#### 検討用本文:
====

日本畜産学会第129回大会

講演情報

口頭発表

4. 形態・生理

形態・生理1

2021年9月15日(水) 08:40 〜 12:00 形態・生理 (オンライン)

座長:小笠原 英毅(北里大獣医)、室谷 進(農研機構畜産部門)、松崎 正敏(弘前大農学生命)、小林 謙(北大院農)、磯部 直樹(広大院生物圏)、鈴木 裕(北大院農)

[IV-15-16] 牛乳房炎罹患牛由来黄色ブドウ球菌に対するマダニ由来抗菌ペプチドの抗菌活性評価

*下田 蒼1、宮澤 亮太1、櫻庭 大騎2、松田 敬一3、安藤 太助1、米山 裕1 (1. 東北大院農、2. 東北大農、3. NOSAI宮城)

【背景】 牛乳房炎は黄色ブドウ球菌(Staphylococcus aureus, SA)や大腸菌などの病原細菌が乳房内へ感染することで発症し、乳質および泌乳量の低下を招く経済的損失が甚大な家畜疾病である。乳房炎の治療は一般的に抗生物質投与が行われているが、一方で乳房炎罹患牛の生乳や食肉からメチシリン耐性黄色ブドウ球菌(MRSA)が世界中で検出され、畜産物を介してヒトへ伝播することが懸念されている。そのため獣医畜産領域において薬剤耐性菌出現リスクを軽減させる新規抗菌薬が強く求められている。

====

#### 掲載データ:

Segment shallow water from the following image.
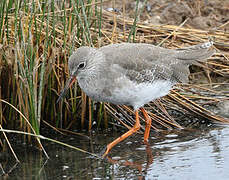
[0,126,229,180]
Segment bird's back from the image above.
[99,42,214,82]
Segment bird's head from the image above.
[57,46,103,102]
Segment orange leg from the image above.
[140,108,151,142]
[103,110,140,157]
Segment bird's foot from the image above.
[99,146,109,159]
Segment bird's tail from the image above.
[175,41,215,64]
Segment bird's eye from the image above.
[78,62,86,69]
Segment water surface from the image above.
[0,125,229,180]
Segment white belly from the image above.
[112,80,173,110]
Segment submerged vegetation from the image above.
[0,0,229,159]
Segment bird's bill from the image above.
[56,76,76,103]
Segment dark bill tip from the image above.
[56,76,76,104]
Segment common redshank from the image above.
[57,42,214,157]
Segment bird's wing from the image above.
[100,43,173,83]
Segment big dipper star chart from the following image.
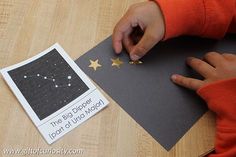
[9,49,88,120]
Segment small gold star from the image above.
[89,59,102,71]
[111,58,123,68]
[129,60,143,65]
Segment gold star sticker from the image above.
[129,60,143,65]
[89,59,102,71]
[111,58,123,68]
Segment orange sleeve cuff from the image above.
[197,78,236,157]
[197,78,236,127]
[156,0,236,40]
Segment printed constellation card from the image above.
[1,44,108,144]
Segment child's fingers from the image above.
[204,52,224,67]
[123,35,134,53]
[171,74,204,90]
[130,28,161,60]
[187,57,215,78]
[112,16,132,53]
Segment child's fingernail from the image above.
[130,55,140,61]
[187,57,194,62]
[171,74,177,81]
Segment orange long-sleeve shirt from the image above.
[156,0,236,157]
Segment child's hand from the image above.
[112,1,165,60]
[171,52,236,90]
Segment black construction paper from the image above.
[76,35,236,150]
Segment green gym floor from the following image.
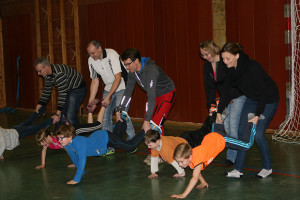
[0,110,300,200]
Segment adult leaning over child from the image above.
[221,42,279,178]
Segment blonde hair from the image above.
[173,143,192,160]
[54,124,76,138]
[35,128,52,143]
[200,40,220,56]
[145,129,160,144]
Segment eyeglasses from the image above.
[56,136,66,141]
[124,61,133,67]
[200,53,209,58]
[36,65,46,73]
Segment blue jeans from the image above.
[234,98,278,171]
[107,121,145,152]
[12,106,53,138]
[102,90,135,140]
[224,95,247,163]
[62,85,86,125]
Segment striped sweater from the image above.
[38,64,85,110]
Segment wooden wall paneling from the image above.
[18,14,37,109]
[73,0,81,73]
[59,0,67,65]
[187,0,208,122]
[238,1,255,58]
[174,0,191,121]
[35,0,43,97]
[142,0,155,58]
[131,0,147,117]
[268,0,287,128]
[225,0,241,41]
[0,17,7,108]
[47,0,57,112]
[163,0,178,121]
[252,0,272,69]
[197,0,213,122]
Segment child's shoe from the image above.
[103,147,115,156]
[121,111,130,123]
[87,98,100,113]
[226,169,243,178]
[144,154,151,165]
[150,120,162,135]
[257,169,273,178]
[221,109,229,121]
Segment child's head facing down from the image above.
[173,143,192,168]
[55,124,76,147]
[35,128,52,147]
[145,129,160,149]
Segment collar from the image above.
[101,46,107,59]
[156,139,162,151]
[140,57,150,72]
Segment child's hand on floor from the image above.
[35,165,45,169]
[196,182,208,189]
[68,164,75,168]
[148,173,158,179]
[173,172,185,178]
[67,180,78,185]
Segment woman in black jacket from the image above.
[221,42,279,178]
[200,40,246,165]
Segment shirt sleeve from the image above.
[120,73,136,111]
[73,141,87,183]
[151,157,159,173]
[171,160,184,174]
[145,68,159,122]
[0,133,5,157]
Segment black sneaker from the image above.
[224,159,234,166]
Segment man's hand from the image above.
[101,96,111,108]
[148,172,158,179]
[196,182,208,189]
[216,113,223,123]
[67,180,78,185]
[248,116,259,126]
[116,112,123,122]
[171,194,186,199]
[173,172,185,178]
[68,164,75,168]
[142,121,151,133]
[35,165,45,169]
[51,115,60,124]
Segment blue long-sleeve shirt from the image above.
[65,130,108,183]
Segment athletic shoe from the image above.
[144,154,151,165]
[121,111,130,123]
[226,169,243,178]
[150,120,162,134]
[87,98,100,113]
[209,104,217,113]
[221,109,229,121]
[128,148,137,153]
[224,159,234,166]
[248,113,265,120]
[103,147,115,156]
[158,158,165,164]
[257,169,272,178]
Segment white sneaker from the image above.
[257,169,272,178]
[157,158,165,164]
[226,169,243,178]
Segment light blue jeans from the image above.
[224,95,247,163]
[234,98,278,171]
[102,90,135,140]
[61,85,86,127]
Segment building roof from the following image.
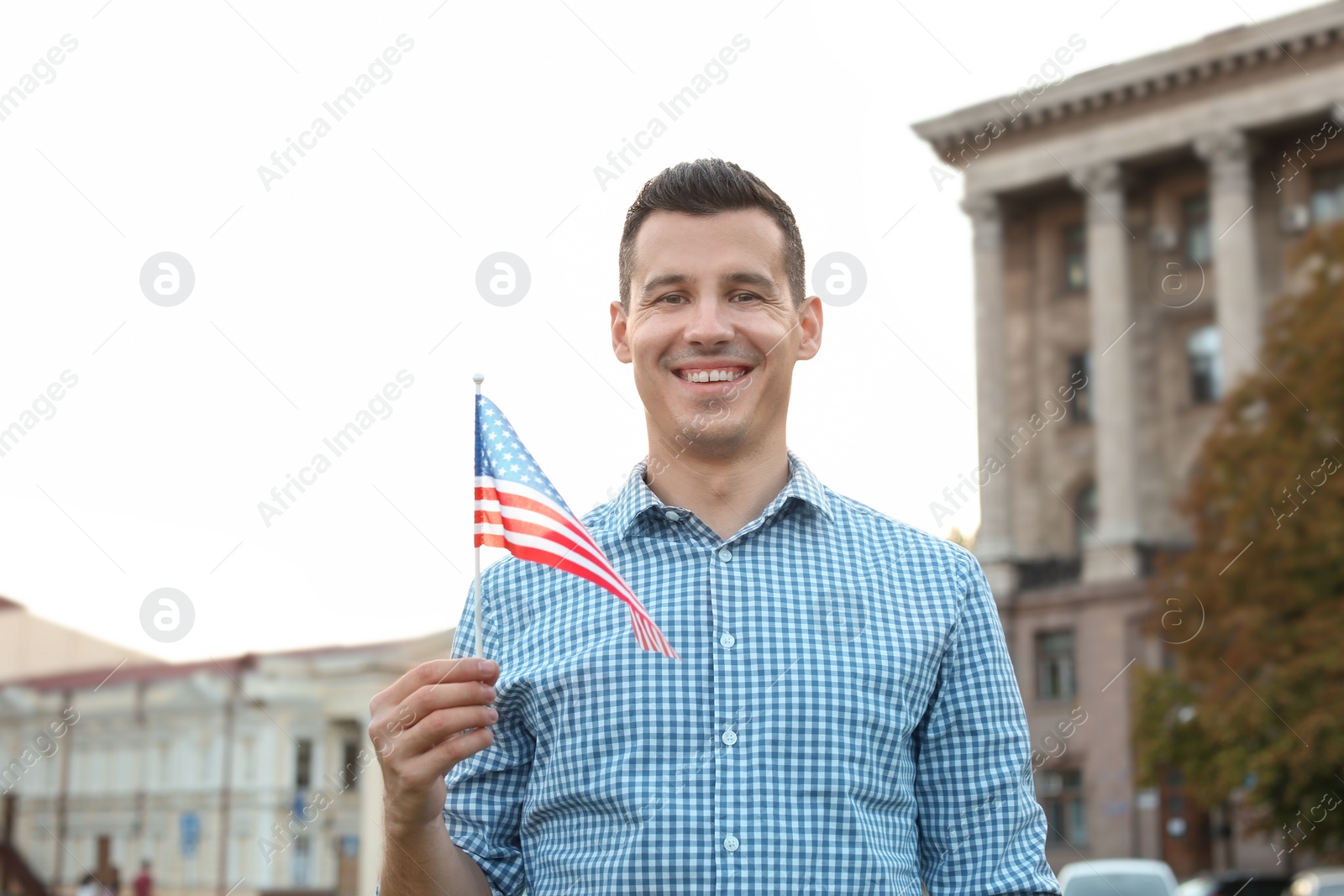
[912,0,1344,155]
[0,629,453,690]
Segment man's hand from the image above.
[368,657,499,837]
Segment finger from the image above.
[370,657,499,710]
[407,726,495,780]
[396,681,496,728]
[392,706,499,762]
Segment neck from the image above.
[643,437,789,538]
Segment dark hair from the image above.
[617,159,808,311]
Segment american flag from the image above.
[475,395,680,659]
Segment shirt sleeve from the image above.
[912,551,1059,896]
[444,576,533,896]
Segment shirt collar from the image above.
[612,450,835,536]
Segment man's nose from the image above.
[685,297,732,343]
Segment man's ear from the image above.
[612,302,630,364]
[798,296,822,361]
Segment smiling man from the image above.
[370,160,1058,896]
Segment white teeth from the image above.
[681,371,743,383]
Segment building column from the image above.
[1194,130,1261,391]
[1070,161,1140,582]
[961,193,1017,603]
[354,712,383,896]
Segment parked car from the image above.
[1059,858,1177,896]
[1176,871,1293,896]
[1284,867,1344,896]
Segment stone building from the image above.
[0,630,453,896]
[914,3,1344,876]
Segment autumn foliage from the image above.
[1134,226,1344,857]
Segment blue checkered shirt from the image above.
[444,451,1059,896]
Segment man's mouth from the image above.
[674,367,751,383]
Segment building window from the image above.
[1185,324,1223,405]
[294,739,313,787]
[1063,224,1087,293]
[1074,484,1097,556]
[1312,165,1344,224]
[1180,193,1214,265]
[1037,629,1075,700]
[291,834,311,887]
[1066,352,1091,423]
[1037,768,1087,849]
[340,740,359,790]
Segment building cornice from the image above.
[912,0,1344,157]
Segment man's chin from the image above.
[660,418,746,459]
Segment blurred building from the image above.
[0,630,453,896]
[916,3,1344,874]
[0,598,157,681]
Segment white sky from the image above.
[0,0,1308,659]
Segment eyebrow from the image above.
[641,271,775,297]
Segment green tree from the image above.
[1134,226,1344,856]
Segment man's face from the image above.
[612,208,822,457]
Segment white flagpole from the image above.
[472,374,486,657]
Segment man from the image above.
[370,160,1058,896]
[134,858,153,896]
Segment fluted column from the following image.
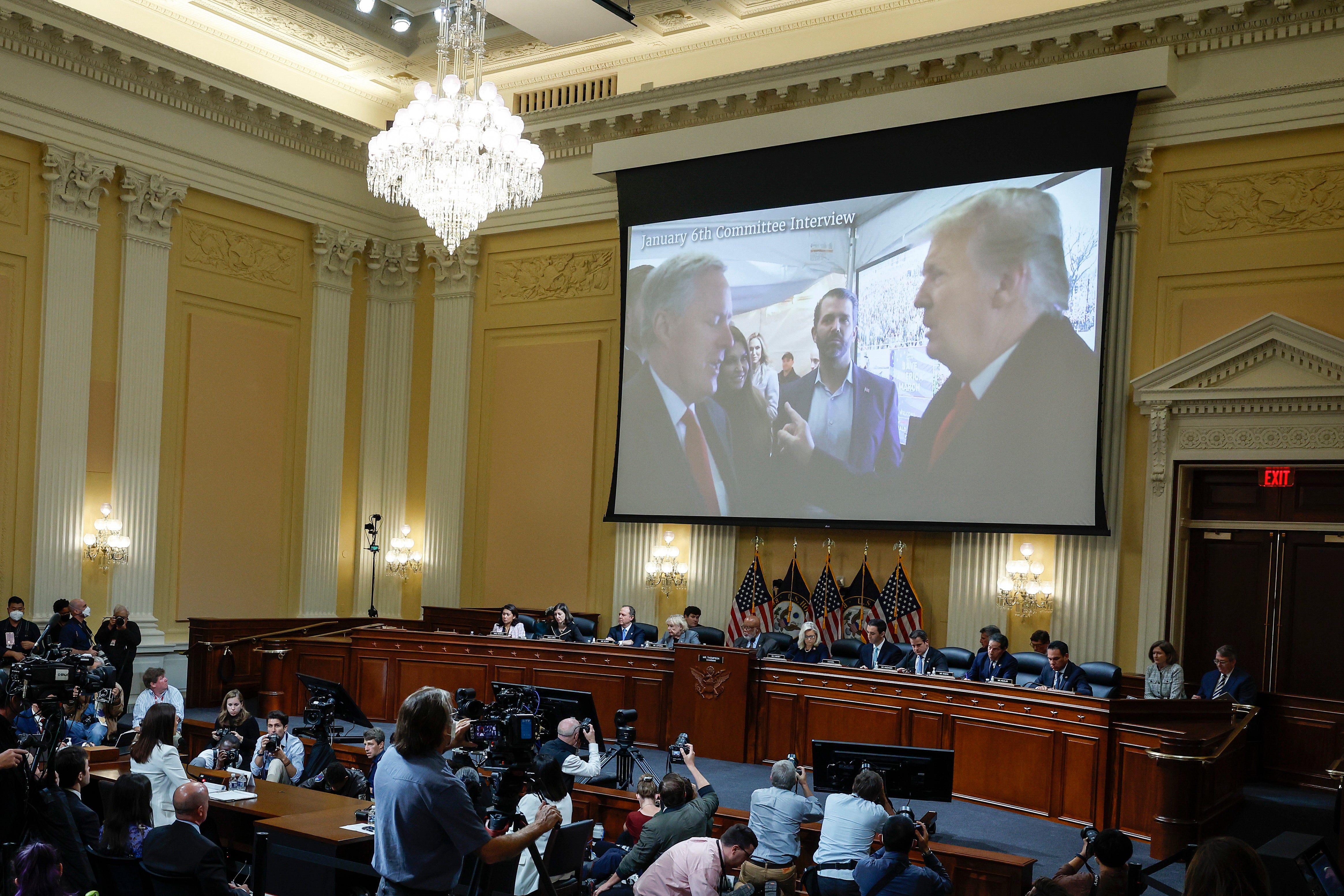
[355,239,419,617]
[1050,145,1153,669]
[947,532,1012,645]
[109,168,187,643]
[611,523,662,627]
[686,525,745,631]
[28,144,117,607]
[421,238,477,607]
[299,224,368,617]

====

#### 演習問題:
牛乳房炎に関する検討用本文の【背景】によると、乳房炎の治療として一般的に行われているのは何か。 上に掲げたデータは、この演習では使用しない。

#### 解答欄:
抗生物質の投与である。